* [タスクの目標]: 以下のマイクロ波プラズマ生成装置に関する文書抜粋によると、DCマグネトロンスパッタ法で形成した膜の表面に凹凸が生じるのはなぜですか。抜粋の説明に沿って、1〜3文で答えてください。

* [文書の抜粋]:
· · · · · · ·

説明

マイクロ波プラズマ生成装置、およびそれを用いたマグネトロンスパッタ成膜装置

【課題】 低圧下でマイクロ波プラズマを生成可能なマイクロ波プラズマ生成装置、および表面の凹凸が小さい薄膜を形成可能なマグネトロンスパッタ成膜装置を提供する。
【解決手段】 マイクロ波プラズマ生成装置4は、マイクロ波を伝送する矩形導波管41と、該マイクロ波が通過するスロット420を有するスロットアンテナ42と、スロット420を通過した該マイクロ波が入射する誘電体部43と、を備え、スロット420から誘電体部43へ入射する該マイクロ波の入射方向は、マイクロ波プラズマP1が生成される誘電体部43の表面430に平行である。マグネトロンスパッタ成膜装置1は、マイクロ波プラズマ生成装置4を備え、基材20とターゲット30との間にマイクロ波プラズマP1を照射しながら、マグネトロンプラズマP2による成膜を行う。

【発明の詳細な説明】
【技術分野】
【0001】
本発明は、低圧下でマイクロ波プラズマを生成可能なマイクロ波プラズマ生成装置、およびそれを用いたマグネトロンスパッタ成膜装置に関する。
【背景技術】
【0002】
スパッタによる成膜方法としては、二極スパッタ法や、マグネトロンスパッタ法等がある。例えば、高周波(RF)を利用した二極スパッタ法においては、成膜速度が遅い、ターゲットから飛び出した二次電子の照射で基材の温度が上昇しやすい、という問題がある。成膜速度が遅いため、RF二極スパッタ法は、量産には適さない。一方、マグネトロンスパッタ法によると、ターゲット表面に発生した磁界により、ターゲットから飛び出した二次電子が捕らえられる。このため、基材の温度が上昇しにくい。また、捕らえた二次電子でガスのイオン化が促進されるため、成膜速度を速くすることができる。(例えば、特許文献1、2参照)。
【先行技術文献】
【特許文献】
【0003】
【特許文献1】特開平6−57422号公報
【特許文献2】特開2010−37656号公報
【特許文献3】特開2005−197371号公報
【発明の概要】
【発明が解決しようとする課題】
【0004】
マグネトロンスパッタ法のなかでは、DC(直流)マグネトロンスパッタ法(DCパルス方式を含む)が、成膜速度等の観点から多用されている。しかし、DCマグネトロンスパッタ法には、一定の高電圧を印加しないと、プラズマが安定しなかったり、プラズマが生成しないという不具合がある。このため、数百ボルトの高電圧を印加するが、高電圧を印加すると、ターゲットから、クラスター粒子のような粒子径の大きな粒子が飛び出す場合がある。粒子径の大きな粒子が基材に付着すると、形成された膜の表面に凹凸が生じてしまう。膜の表面の凹凸が大きい場合、凹部に酸素等が吸着しやすくなり、膜や相手材を劣化させるおそれがある。また、凸部により、相手材を劣化させるおそれがある。

· · · · · · ·

[ポイント注釈データセットの一覧]
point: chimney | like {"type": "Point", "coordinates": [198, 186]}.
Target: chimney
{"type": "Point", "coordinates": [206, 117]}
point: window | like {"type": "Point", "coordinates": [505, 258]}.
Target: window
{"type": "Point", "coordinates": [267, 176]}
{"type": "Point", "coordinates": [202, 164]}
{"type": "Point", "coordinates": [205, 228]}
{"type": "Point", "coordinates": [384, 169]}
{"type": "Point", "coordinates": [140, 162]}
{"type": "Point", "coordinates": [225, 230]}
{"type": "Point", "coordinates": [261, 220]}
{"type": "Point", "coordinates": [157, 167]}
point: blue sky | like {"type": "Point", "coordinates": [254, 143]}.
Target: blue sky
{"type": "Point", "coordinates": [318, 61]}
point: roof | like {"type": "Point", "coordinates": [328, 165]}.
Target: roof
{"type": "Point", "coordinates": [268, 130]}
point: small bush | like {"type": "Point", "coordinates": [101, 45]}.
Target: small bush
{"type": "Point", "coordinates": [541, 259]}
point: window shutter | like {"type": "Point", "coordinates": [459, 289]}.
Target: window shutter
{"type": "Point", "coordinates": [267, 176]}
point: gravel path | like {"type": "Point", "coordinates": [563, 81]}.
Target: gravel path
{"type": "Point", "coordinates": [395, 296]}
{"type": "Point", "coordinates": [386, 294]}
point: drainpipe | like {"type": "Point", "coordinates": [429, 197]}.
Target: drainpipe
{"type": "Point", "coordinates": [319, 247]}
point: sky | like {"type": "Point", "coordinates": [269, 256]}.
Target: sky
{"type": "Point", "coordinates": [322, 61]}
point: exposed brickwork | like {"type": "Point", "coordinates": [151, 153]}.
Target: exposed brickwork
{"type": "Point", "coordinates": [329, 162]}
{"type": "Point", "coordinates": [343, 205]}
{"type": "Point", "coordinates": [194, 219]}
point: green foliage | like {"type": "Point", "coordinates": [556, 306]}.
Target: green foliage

· · · · · · ·

* [正解]: DCマグネトロンスパッタ法では、一定の高電圧を印加しないとプラズマが安定しない、または生成しないため、数百ボルトの高電圧を印加します。高電圧を印加すると、ターゲットからクラスター粒子のような粒子径の大きな粒子が飛び出す場合があります。その粒子が基材に付着すると、膜の表面に凹凸が生じます。